* [Record list]
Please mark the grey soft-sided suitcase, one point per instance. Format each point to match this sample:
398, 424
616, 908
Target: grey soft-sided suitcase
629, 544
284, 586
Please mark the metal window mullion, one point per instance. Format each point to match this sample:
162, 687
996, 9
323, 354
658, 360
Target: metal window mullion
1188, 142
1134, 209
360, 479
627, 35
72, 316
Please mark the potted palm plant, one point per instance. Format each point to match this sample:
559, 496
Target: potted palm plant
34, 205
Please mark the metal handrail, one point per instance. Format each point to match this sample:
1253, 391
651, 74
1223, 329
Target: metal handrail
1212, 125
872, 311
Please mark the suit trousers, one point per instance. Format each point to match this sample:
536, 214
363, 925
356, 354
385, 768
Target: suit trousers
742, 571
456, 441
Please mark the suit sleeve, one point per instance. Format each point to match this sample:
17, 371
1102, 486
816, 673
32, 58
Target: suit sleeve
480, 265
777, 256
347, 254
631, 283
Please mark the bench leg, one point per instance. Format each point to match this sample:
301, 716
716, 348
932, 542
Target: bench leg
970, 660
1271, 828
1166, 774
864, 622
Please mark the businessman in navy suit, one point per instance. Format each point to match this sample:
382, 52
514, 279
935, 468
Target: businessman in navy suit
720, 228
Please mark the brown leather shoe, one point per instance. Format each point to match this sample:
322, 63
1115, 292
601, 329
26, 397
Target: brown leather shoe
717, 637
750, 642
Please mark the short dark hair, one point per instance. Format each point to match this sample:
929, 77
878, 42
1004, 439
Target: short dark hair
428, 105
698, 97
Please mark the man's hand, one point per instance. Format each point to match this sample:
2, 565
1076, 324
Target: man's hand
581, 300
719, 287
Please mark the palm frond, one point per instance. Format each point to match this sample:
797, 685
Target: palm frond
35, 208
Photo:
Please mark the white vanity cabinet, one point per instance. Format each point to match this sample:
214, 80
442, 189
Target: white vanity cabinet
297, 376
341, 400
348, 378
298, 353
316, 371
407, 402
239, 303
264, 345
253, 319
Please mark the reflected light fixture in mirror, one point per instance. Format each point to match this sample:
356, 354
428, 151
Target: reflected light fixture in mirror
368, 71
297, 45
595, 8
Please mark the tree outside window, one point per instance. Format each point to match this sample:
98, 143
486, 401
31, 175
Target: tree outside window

* [Exercise task]
Change every "Target" in the material above to "Object" and leave everything else the same.

* [Response]
Please mark the grey soft-sided suitcase, one point per instance. Format each point to match this sample:
398, 424
616, 908
Object: grey soft-sided suitcase
629, 544
284, 586
Please mark the metal window mullion, one point per instance. Format each point to match this sample:
162, 687
996, 9
323, 354
658, 360
Object: metal window mullion
1188, 142
1134, 209
360, 479
627, 35
72, 316
Please mark the potted palm plant, one point per instance. Format each point to match this sample:
559, 496
Object: potted palm plant
34, 205
Please mark the metal handrail, one point per instance. Format each point to match this sample:
1253, 391
651, 74
1223, 329
Object: metal handrail
1212, 125
872, 311
Please mark the suit trousers, one point per instance. Format each point to match this sample:
536, 214
363, 925
356, 354
385, 768
Object: suit trousers
742, 571
456, 441
Please mark the suit sleeve, one point per instance. Format each point to match this sample:
17, 371
1102, 486
816, 673
32, 58
Object: suit sleeve
480, 265
777, 256
347, 254
631, 283
Please mark the bench leg, one point per instance. Format each point to match this sample:
301, 716
716, 348
932, 542
Object: bench leg
970, 660
1271, 828
1166, 774
864, 622
Please mark the businessman in navy suit, one point per instance. Format each point to match this sample:
382, 52
514, 279
935, 468
Object: businessman in navy suit
720, 228
Please mark the brown leather shoe, one point per instance. Format each point to match this sample:
322, 63
1115, 292
601, 329
26, 397
Object: brown leather shoe
717, 637
750, 642
Please mark the short dark hair, one point per instance. Format each point to match this sample:
929, 77
878, 42
1004, 439
Object: short dark hair
428, 105
698, 97
Please mark the man's hand, one point per instance. Format each point to match this sample:
2, 565
1076, 324
Object: man's hand
581, 300
719, 287
Please mark the palm frond, one point per instance. Format each point to match this sample:
797, 685
Object: palm frond
35, 208
Photo:
Please mark the white vanity cabinet, one point per instance. Format each point to match this sample:
214, 80
442, 189
Object: white vanity cabinet
297, 376
341, 400
348, 378
298, 353
316, 371
407, 402
239, 303
264, 345
253, 319
Please mark the reflected light fixture in mirror, one point per instance. Format each point to match this sample:
356, 354
428, 151
Object: reflected light fixture in mirror
368, 71
297, 45
595, 8
Please mark the tree outside window, one point per instance. Format each point to match this sample:
98, 143
486, 401
31, 175
Object: tree outside window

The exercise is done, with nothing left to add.